_Given request A_: In the art review, at which gallery is Ehsan ul Haq's exhibition Half Bodies of a Full Circle being shown?

_Supplied text_:
──────────

Imaginary lives of real objects

In Half Bodies of a Full Circle, Haq reclaims broken objects to create a meditation on memory, loss and survival

Imaginary lives of real objects


C

hildren often state facts so obvious that we fail to register them. Not long ago, Amos, a five-year-old boy, was playing with Lego. I said, “It looks like you’re making a crane.” His reply was instant: “I’m not making it, I’m fixing it!”

The line could well describe the artistic practice of his father, Ehsan ul Haq, who, instead of making in the traditional sense, assembles ideas by joining objects. These objects eventually form compositions that may resemble zoological creatures, vegetation or man-made items such as furniture, machinery or everyday tools. His combinations contain traces of memory, observation, reflection and commentary on disappearance, destruction and dislocation.

Ehsan ul Haq’s recent exhibition, Half Bodies of a Full Circle, at the Martin van Zomeren Gallery in Amsterdam (May 3 – June 7), features work that resists easy categorisation. The artworks cannot be pinned to a single location or tied to one theme. His solo show brings together an artist “who lives and works between Lahore and Amsterdam,” as he investigates the worlds around him. Created in Haq’s unmistakable visual language, these new works reflect his long-standing concerns with life, objects and the shared processes of decay in both.

In the past, Haq’s exhibition System of Organisations (Zahoor ul Akhlaq Gallery, NCA, 2010) in Lahore was an exploration of the link between life and art. Ordinary, dysfunctional and discarded items, collected from various sources, were assembled to form a square (Noah’s Ark), placed next to a donkey loaded with sand standing in the centre of the gallery (God of Reason). In these and earlier works, Haq attempted to redeem objects and animals, transforming them into something respected, enduring and aesthetically significant, a work of art. But more than a formal transformation, it was a symbolic transfusion from extinction to survival. Animals often perish namelessly, leaving no memory; disused objects are disposed of or disintegrate, unless elevated to art, as in Andy Warhol’s Brillo Boxes or Damien Hirst’s tiger shark preserved in formalin.

──────────

_Listed entries_:

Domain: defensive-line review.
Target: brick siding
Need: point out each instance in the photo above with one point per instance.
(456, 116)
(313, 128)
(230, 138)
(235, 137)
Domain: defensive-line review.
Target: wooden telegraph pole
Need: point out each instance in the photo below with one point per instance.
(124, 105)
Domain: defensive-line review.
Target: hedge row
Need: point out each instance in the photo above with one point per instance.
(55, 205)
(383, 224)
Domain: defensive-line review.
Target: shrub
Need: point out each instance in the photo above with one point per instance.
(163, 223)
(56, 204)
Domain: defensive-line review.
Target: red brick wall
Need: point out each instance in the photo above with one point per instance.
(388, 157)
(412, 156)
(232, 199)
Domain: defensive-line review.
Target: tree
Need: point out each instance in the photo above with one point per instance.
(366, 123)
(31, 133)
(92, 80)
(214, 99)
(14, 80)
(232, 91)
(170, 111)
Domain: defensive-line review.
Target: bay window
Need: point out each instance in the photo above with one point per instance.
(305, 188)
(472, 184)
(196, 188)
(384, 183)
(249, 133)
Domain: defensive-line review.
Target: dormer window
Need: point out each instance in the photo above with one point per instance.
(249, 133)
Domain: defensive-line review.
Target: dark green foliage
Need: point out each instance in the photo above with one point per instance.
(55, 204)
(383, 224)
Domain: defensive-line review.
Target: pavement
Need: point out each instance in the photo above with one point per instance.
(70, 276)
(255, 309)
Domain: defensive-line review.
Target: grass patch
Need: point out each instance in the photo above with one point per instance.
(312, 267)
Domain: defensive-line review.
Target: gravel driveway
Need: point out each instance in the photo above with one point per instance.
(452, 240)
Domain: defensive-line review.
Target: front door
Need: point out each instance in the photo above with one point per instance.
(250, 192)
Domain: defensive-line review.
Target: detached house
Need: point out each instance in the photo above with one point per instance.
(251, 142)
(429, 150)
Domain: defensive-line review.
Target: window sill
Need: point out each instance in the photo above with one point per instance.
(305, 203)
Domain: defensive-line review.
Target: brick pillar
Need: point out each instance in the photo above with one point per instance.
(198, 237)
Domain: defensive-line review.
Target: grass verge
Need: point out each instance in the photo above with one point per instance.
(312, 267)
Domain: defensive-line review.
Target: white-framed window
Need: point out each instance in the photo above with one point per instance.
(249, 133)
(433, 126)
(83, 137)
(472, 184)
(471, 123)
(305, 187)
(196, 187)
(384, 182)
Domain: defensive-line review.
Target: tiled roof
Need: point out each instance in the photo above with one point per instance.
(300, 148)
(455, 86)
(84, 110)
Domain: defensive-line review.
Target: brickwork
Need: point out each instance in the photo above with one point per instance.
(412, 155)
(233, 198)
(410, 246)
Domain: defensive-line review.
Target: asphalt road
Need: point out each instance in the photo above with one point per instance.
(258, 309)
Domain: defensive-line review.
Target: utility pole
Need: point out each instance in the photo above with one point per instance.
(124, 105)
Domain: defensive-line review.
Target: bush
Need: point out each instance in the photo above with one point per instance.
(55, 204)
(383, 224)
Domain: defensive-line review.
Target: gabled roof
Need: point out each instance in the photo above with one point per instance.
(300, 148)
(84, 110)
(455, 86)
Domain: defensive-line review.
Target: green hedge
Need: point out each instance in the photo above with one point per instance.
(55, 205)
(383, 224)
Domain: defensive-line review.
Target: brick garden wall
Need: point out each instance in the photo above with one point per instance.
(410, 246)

──────────

_Given request B_: Please identify every line of the listing above that contains the string "pole", and copy each one. Case counts.

_Written answer A_: The Martin van Zomeren Gallery in Amsterdam.

_Written answer B_:
Target: wooden telegraph pole
Target: utility pole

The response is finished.